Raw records
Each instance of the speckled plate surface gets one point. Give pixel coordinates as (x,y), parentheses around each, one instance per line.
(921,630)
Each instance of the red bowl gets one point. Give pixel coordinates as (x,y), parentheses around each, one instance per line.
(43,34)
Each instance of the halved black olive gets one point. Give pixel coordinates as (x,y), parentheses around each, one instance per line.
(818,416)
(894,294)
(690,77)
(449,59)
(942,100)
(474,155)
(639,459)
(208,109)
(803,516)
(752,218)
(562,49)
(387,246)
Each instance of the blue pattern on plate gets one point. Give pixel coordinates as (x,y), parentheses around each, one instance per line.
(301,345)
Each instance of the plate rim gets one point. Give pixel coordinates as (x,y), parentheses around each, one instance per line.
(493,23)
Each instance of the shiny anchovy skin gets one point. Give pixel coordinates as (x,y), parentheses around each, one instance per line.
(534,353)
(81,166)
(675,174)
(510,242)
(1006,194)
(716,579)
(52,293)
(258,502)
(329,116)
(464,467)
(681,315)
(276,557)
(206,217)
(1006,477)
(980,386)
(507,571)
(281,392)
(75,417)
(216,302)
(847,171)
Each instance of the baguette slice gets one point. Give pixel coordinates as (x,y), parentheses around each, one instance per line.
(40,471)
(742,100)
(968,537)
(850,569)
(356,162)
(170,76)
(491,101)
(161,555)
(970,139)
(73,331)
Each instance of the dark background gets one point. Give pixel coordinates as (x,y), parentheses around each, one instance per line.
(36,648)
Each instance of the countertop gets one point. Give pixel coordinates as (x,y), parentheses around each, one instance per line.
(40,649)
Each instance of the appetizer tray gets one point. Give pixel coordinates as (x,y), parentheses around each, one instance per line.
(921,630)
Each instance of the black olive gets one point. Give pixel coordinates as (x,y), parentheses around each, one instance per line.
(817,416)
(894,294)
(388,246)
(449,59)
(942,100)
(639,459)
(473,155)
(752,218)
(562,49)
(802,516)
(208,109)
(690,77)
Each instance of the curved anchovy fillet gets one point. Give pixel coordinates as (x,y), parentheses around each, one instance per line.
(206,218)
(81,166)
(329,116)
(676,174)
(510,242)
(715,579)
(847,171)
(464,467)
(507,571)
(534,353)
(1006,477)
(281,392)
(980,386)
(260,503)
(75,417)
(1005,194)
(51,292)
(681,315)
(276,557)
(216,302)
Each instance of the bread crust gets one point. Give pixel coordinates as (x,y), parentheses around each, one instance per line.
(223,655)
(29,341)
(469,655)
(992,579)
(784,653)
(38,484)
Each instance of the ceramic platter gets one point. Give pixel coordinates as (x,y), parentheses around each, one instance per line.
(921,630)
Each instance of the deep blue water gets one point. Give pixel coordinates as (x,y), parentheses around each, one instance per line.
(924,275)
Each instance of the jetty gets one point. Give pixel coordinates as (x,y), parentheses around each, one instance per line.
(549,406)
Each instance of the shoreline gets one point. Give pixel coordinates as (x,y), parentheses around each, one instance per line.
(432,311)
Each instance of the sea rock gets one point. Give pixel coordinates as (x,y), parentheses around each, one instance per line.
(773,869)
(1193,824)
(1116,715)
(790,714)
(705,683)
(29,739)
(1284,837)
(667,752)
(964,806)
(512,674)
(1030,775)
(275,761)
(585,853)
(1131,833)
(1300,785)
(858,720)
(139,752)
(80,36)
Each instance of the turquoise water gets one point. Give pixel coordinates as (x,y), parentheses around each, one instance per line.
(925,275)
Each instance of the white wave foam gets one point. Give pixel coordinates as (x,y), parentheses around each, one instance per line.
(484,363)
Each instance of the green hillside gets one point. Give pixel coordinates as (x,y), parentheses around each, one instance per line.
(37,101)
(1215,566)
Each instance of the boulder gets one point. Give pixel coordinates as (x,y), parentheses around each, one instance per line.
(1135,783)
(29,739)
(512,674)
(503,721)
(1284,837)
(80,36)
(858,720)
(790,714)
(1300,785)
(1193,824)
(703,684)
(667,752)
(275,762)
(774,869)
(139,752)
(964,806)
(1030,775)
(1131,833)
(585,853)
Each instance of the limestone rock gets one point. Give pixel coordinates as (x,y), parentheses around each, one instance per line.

» Your goal: From the first line to the last, please quote the material above exactly.

» Expected output:
Each instance of the speckled plate surface gets one point. Give pixel coordinates as (x,y), parentheses around each, one instance per line.
(921,630)
Each instance of the red bowl gets one point. Give pixel coordinates as (x,y), parentheses around each, one instance per line.
(43,34)
Each instance of the halved black olive gets one point. Give pixel coordinates as (x,y), parentheses around each, one instance per line.
(818,416)
(894,294)
(690,77)
(449,59)
(942,100)
(474,155)
(639,459)
(208,109)
(803,516)
(752,218)
(562,49)
(387,246)
Each instance of the blue pattern on plate gets one point. Give pixel coordinates as (x,y), parentheses around each, one instance per line.
(301,345)
Each instance of the plate rim gets one point. Give pixel coordinates as (x,y), parentheses around each, one instance per line.
(493,23)
Each instance of the shiny anchovy skin gets one point. Give pixel coordinates as (x,y), parentheses around each, one instance per line.
(534,353)
(81,166)
(675,174)
(510,242)
(1006,194)
(716,579)
(52,293)
(258,502)
(329,116)
(464,467)
(681,315)
(276,557)
(206,217)
(1006,477)
(980,386)
(507,571)
(281,392)
(75,417)
(216,302)
(847,171)
Each instance of the baguette slice gets one point. Give pixel coordinates as (x,y), parentheses around each, one instance per line.
(40,471)
(742,100)
(968,537)
(850,569)
(356,162)
(170,76)
(491,101)
(161,555)
(970,139)
(73,331)
Each instance of the dark background gets one point. Give pixel coordinates as (x,y), parentheses around each, one instance per line.
(36,648)
Each instance of the countertop gets one point. Give pixel coordinates as (x,y), parentheses around each, one instance per line.
(40,649)
Each instance of the appetizer tray gets one point. Give pixel coordinates as (x,y), parentheses around each, one instance per line.
(921,630)
Each instance of the black olive gets one point. Give pixel coordinates as (x,y), parentheses around each, one instance per line.
(817,416)
(894,294)
(388,246)
(449,59)
(942,100)
(639,459)
(473,155)
(752,218)
(562,49)
(802,516)
(208,109)
(690,77)
Each instance of the curved anchovy fillet gets one point. Give pixel coordinates as (x,y), parentheses around each, one instance per line.
(206,218)
(81,166)
(329,116)
(676,174)
(510,242)
(715,579)
(847,171)
(464,467)
(507,571)
(534,353)
(1006,477)
(281,392)
(980,386)
(260,503)
(75,417)
(1005,194)
(51,292)
(681,315)
(276,557)
(216,302)
Each instance of the bread crust gets one point. Give pixel coordinates as (x,y), parentheses around each, one instance per line.
(223,655)
(29,341)
(469,655)
(992,579)
(784,653)
(38,484)
Each instance of the ceramic platter gets one point. Give pixel coordinates as (x,y), parentheses around each, one instance per line.
(921,630)
Each instance of the deep blue water gets one point. Give pixel coordinates as (x,y), parentheses around each, one instance per line.
(924,275)
Each instance of the jetty gets one point. Give pixel coordinates as (x,y), parentheses around each, one instance per line.
(549,406)
Each instance of the shoreline gets one point. Give pixel coordinates as (x,y), parentheses around each, one instance per line.
(432,311)
Each instance of the sea rock gets one point. Give pixel coordinates as (x,y), parentheses around each, one instance per line.
(773,869)
(1193,824)
(1116,715)
(790,714)
(705,683)
(29,739)
(1284,837)
(667,752)
(964,806)
(512,674)
(1030,775)
(275,761)
(585,853)
(1131,833)
(1300,785)
(858,720)
(139,752)
(80,36)
Each instance of the turquoise water gets one point. Give pixel coordinates as (x,y), parentheses around each, one instance per line.
(925,275)
Each instance of the white wave foam gets one point. Give pixel coordinates as (x,y), parentheses around each, one instance per line.
(484,363)
Each instance of the green hillside gets one point. Give pixel coordinates as (x,y), parentheses around each, one instance per line.
(37,101)
(1215,566)
Each instance of the boulder gets one point. Give pixel coordinates as (x,y), parentheses around each, one instance per line.
(1135,783)
(29,739)
(512,674)
(503,721)
(1284,837)
(80,36)
(858,720)
(790,714)
(1300,785)
(1193,824)
(703,684)
(667,752)
(275,762)
(774,869)
(139,752)
(964,806)
(1030,775)
(1131,833)
(585,853)
Each instance of the limestone rock gets one point. Give pixel coordinates as (x,y), parentheses around each, one instance per line.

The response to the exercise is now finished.